⟨
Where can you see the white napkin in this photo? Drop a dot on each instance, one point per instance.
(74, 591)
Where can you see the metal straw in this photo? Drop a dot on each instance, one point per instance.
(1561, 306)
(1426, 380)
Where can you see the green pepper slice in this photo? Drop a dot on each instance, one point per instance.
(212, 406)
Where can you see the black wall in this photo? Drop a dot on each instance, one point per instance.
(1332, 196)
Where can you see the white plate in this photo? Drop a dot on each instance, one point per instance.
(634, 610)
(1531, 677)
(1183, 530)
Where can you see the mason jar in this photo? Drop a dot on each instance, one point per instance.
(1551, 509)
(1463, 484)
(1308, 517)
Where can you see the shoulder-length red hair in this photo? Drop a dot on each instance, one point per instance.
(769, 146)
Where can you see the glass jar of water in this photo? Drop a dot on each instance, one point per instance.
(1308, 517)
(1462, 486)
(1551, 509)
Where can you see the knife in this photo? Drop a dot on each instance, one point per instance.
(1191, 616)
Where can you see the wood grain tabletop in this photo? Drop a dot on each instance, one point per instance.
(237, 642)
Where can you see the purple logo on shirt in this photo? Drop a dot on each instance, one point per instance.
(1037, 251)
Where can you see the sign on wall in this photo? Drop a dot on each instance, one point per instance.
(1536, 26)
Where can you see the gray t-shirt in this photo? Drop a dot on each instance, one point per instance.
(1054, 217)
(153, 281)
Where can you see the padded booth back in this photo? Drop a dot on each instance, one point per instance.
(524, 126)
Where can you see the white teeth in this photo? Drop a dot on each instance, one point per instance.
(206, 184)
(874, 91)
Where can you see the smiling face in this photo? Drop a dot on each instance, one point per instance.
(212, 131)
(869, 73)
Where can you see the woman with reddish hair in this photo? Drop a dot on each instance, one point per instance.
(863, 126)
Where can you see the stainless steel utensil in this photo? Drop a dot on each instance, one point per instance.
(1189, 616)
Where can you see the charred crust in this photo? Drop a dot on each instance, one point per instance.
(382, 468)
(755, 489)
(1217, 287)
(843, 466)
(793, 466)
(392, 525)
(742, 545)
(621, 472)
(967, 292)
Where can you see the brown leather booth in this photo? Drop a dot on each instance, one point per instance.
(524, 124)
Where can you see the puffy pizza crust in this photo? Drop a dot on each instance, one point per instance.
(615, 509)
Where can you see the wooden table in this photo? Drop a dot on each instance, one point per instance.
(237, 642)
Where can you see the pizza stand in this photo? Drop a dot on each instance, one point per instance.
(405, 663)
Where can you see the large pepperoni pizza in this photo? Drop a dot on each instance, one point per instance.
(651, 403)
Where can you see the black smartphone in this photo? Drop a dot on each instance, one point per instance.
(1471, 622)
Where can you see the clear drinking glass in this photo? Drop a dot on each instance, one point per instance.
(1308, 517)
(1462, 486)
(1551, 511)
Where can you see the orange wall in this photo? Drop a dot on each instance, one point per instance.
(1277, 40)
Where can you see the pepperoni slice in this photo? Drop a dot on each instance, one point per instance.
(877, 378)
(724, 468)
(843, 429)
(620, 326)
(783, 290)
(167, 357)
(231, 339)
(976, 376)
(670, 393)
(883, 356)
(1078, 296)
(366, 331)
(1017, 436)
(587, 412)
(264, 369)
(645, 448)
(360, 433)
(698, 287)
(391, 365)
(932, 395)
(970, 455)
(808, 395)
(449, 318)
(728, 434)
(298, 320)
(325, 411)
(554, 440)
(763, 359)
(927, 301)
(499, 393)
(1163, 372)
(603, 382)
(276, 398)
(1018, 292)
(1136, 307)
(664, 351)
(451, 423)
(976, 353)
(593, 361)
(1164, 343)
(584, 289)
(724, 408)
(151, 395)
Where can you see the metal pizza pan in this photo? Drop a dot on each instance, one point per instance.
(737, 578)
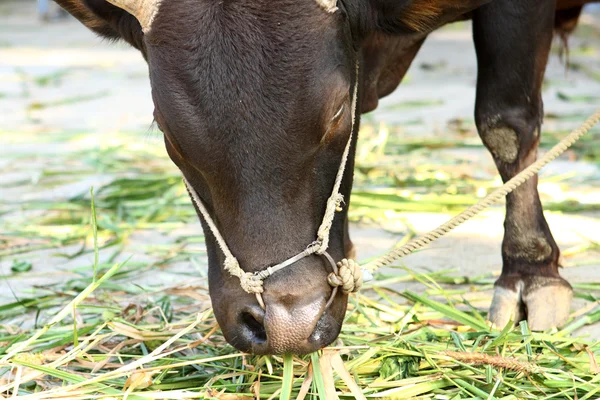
⟩
:: Requirement ::
List each row above that contains the string "pepperoni". Matching is case-sensitive.

:: Finished task ::
Where can you see the large pepperoni pizza in this photo? Drop a dot on each instance, one point per instance.
Where can you see the pepperoni slice in this photo? Drop a dot on each instance, one point per instance.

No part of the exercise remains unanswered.